Supplied text
┄┄┄┄┄┄

5. The importance of exploring the complexity of the social reality of the working class, such that we can devise meaningful ways of transforming struggles into a movement for complete social transformation
Comments were received by many people who attended meetings organised by IFA affiliated federations. They were considered to be serious and thoroughly thought-through. The presentations were clearly based on knowledge and experience of the issues and did not just deal in platitudes or abstract generalisations.
In the presentation of New Territories for Anarchism, the speaker from the French Federation raised a number of complex issues that need to be thought about. He was made the distinction between two kinds of new 'territories': the need for new concepts in order to deal with the realities of 21st century anarchism and the new territories in the sense of anarchism being spread beyond its traditional home.
One example of theoretical 'new territories' is the need to redefine the notion of working class so that ii is more meaningful. Combined with the second aspect of new territories, we must understand that in many countries, such as Brazil, there is so much unemployment and precarious employment that we cannot think about organising in the same way as we have in the past. We cannot talk about workers taking over the process of production if in fact they are not involved in that production.
An example of understanding the complexity of social reality in countries outside Europe, was the need to discuss the role of religion. For many anarchists in countries such as Tunisia, this is difficult issue that cannot be ignored if an effective anarchist movement is to be built.
In the meeting organised by the AF (GB) and MASA from Croatia, the speakers emphasised the complex nature of nationalist ideology. While it is clear that workers have no country and that we are against right-wing nationalism, the question of left-wing nationalism is more complex. There are various responses to left-wing nationalism- from outright rejection to being sympathetic. The speaker from the AF (GB) gave an example from Britain in which a group calling itself the Anarchist Workers Group used the slogan of Victory to Saddam in the first Gulf War in an effort to show that it was against US imperialism. This was in contrast to other anarchists who organised themselves under the slogan 'No War' but the Class War'.
However, it is not a always a straight forward question of opposition to the struggle as there are aspects of the struggle that are important to support. We do support the working class in face of foreign domination. We do support working class struggles against racism, genocide, ethnocide and political and economic colonialism.

┄┄┄┄┄┄

Exercise materials

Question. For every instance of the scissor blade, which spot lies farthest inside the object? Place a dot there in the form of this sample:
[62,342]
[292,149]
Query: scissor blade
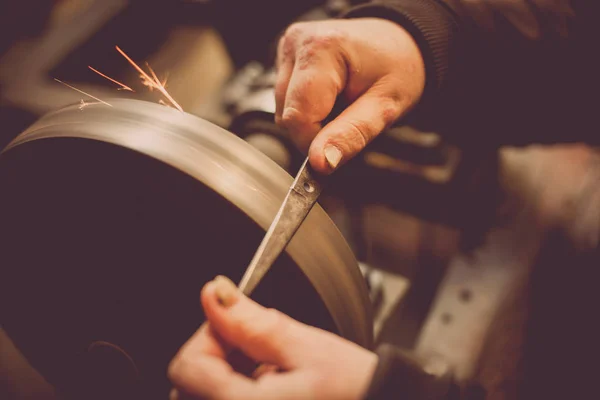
[302,196]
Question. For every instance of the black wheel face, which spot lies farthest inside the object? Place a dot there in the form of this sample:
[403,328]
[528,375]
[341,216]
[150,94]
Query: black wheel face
[104,252]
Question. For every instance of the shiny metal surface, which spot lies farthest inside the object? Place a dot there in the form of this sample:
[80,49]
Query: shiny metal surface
[236,171]
[301,198]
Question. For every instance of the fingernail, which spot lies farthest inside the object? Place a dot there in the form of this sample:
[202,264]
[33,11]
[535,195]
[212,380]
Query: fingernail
[333,155]
[226,291]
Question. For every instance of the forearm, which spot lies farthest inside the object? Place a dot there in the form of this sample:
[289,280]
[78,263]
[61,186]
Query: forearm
[509,72]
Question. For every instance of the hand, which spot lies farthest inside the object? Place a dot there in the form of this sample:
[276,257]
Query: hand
[314,364]
[373,62]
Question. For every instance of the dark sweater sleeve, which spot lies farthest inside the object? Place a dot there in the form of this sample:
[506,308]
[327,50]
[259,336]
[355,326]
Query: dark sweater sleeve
[505,71]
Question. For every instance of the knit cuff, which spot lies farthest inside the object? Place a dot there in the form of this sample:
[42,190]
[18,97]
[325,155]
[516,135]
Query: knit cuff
[432,26]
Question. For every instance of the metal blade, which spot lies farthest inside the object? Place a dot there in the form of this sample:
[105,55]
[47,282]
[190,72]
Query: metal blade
[302,196]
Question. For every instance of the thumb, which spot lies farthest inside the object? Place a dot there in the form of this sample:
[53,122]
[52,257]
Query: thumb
[354,128]
[265,335]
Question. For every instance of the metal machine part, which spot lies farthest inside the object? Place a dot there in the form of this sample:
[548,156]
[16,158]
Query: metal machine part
[114,217]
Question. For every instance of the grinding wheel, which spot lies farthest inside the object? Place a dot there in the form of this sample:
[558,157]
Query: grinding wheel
[113,218]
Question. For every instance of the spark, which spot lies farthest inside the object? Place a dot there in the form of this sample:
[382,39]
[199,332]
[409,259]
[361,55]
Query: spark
[123,86]
[151,82]
[82,92]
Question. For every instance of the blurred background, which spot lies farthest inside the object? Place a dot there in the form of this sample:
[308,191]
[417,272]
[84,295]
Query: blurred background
[217,57]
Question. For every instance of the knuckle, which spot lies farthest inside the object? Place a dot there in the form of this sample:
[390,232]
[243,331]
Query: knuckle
[294,119]
[359,133]
[177,367]
[390,109]
[295,30]
[265,328]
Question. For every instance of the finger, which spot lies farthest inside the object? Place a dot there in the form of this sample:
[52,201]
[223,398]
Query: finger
[285,65]
[205,342]
[204,376]
[355,127]
[265,335]
[319,75]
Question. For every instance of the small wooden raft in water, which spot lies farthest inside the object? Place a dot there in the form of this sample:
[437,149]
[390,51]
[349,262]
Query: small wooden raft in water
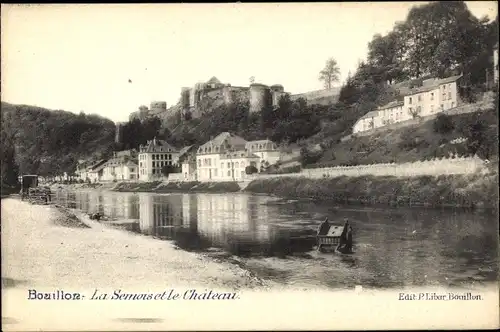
[328,236]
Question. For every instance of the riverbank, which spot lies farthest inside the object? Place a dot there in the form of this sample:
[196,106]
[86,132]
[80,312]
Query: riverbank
[50,247]
[178,187]
[468,191]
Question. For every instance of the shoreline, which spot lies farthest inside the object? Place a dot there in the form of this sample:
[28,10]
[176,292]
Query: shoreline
[62,238]
[475,192]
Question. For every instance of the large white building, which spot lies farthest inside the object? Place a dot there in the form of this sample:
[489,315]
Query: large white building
[208,156]
[434,96]
[226,157]
[92,172]
[122,167]
[267,151]
[153,156]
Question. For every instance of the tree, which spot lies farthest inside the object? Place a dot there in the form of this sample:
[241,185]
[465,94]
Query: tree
[168,169]
[330,74]
[443,124]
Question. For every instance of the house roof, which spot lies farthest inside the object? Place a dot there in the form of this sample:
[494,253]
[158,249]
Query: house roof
[130,163]
[370,114]
[154,144]
[394,103]
[433,84]
[225,137]
[185,150]
[96,164]
[98,168]
[239,154]
[264,144]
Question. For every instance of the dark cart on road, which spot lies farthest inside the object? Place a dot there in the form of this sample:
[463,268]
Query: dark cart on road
[32,192]
[329,236]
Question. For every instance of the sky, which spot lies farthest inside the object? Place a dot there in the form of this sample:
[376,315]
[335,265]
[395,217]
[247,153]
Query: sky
[81,57]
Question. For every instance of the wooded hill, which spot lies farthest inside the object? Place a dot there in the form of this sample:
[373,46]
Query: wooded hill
[40,141]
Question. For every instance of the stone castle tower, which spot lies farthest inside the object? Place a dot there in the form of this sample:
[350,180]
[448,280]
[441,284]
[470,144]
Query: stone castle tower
[259,95]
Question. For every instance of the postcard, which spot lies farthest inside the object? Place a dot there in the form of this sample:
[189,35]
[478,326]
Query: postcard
[244,166]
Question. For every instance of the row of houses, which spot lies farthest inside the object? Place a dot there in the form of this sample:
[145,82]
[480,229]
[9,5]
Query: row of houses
[434,96]
[223,158]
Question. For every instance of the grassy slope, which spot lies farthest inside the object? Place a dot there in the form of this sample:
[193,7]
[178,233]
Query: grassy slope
[452,190]
[413,143]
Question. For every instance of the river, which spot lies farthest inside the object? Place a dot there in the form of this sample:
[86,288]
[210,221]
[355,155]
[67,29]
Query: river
[273,238]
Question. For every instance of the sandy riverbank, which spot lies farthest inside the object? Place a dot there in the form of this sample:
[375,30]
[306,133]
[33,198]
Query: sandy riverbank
[45,247]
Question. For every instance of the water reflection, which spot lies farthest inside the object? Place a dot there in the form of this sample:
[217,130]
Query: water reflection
[393,247]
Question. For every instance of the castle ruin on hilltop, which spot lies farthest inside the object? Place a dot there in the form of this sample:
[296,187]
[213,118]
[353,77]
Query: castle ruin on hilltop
[203,96]
[258,95]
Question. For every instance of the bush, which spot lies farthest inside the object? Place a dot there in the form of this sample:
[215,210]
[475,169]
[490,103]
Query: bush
[443,124]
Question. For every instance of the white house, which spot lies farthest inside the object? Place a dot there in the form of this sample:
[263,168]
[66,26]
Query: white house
[96,173]
[209,154]
[187,159]
[89,173]
[391,113]
[267,151]
[120,170]
[434,96]
[233,164]
[367,122]
[153,156]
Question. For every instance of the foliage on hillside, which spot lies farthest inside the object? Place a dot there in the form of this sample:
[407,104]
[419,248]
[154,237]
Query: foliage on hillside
[50,142]
[465,134]
[476,190]
[434,41]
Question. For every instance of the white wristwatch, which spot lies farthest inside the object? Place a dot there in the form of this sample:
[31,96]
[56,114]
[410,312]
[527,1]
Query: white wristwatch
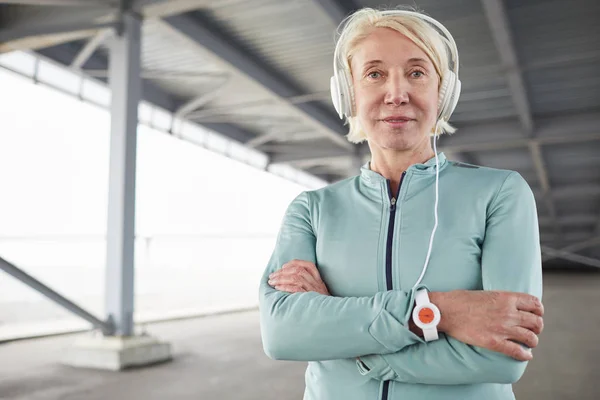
[426,315]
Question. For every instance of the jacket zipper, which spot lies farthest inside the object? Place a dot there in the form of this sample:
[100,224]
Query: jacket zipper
[388,255]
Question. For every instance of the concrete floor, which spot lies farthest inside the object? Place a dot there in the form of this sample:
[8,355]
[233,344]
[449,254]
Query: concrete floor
[221,358]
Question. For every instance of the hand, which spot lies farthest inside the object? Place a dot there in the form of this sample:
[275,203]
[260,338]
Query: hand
[494,320]
[298,276]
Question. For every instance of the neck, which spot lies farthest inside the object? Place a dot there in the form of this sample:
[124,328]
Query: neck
[391,163]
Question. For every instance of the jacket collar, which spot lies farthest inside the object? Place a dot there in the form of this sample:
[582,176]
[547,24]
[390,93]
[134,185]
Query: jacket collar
[426,168]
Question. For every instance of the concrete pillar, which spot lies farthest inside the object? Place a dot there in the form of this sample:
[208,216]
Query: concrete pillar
[123,348]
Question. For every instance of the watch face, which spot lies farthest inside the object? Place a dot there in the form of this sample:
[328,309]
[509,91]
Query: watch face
[426,315]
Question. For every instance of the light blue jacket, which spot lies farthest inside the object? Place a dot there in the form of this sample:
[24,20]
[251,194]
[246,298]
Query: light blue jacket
[370,254]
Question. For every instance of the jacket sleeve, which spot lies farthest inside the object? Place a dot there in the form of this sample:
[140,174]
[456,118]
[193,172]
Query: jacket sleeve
[313,327]
[511,261]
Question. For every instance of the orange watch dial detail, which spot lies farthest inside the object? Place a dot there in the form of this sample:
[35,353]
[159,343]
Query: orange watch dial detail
[426,315]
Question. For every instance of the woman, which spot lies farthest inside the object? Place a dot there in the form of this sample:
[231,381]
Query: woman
[351,258]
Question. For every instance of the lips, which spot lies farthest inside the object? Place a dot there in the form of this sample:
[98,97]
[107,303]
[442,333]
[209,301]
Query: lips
[397,119]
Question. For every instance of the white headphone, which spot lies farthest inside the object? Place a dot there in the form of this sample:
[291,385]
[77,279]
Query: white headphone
[341,83]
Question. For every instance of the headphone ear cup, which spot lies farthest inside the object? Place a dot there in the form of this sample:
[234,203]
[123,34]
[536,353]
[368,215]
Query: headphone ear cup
[346,92]
[336,96]
[455,95]
[443,95]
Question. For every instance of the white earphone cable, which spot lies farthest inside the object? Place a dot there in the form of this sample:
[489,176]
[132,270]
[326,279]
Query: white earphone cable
[437,179]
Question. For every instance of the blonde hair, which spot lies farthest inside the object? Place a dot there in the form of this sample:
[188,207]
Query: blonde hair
[361,24]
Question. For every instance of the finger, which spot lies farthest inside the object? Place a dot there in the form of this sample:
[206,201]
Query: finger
[530,303]
[525,337]
[515,350]
[290,288]
[300,272]
[531,321]
[307,265]
[289,280]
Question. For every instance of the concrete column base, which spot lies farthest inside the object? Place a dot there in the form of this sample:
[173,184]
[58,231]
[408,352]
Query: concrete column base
[117,353]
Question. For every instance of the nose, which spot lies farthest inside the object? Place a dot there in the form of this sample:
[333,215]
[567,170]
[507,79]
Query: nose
[396,91]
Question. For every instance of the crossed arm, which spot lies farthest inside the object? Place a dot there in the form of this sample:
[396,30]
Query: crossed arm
[376,328]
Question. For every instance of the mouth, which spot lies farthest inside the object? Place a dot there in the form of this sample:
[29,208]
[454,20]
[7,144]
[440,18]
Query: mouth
[397,122]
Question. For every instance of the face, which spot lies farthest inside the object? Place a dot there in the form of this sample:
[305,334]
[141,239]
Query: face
[396,91]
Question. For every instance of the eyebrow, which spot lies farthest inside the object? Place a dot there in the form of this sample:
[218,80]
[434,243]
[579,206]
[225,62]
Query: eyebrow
[411,60]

┄┄┄┄┄┄

Task set
• a. Quote from the passage on anarchist debates the part that opens with the words "In the presentation" and closes with "in that production.".
• b. How many lines of the records contain the string "black"? Reply with the number alone.
The passage on anarchist debates and the records are unrelated material.

Answers for the tasks
• a.
In the presentation of New Territories for Anarchism, the speaker from the French Federation raised a number of complex issues that need to be thought about. He was made the distinction between two kinds of new 'territories': the need for new concepts in order to deal with the realities of 21st century anarchism and the new territories in the sense of anarchism being spread beyond its traditional home.
One example of theoretical 'new territories' is the need to redefine the notion of working class so that ii is more meaningful. Combined with the second aspect of new territories, we must understand that in many countries, such as Brazil, there is so much unemployment and precarious employment that we cannot think about organising in the same way as we have in the past. We cannot talk about workers taking over the process of production if in fact they are not involved in that production.

• b. 2